Records in a dataset
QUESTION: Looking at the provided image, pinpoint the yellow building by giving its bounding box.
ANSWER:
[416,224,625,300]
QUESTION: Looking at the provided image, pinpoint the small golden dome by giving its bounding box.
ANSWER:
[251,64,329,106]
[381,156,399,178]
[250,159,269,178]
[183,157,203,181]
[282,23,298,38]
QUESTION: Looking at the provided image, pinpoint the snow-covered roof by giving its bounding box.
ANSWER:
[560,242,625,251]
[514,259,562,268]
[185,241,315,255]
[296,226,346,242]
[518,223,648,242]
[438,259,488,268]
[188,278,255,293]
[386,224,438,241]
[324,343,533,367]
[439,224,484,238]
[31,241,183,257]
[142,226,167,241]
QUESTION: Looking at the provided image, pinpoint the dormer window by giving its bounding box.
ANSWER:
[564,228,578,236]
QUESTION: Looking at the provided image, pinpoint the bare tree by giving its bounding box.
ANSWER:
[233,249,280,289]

## WHAT THE TASK ASKS
Rewrite the material above as a JSON list of strings, with each line as one string and blank lines omitted.

## FINISHED ANSWER
[
  "QUESTION: Looking at the provided image, pinpoint the yellow building by giving its bounding box.",
  "ANSWER:",
  "[416,224,625,300]",
  "QUESTION: Looking at the provided image, pinpoint the small golden dome by giving its bounding box.",
  "ANSWER:",
  "[251,64,329,106]",
  "[381,156,399,178]",
  "[250,159,269,178]",
  "[183,157,203,181]",
  "[282,23,298,38]",
  "QUESTION: Looking at the provided image, pinpoint the snow-covered roof by giving its bounding box.",
  "ANSWER:",
  "[560,242,625,251]",
  "[514,259,562,268]",
  "[185,241,315,255]",
  "[296,226,346,242]",
  "[518,223,648,242]",
  "[438,259,488,268]",
  "[188,278,255,293]",
  "[386,224,438,241]",
  "[324,343,533,367]",
  "[439,224,484,238]",
  "[31,241,183,257]",
  "[142,226,167,241]",
  "QUESTION: Looking at the provided image, pinpoint the dormer window by giving its bounding box.",
  "ANSWER:",
  "[564,228,578,236]",
  "QUESTION: Looking at the provided image, pinpoint the bare tree by giving its bounding box.",
  "ANSWER:",
  "[233,249,280,289]"
]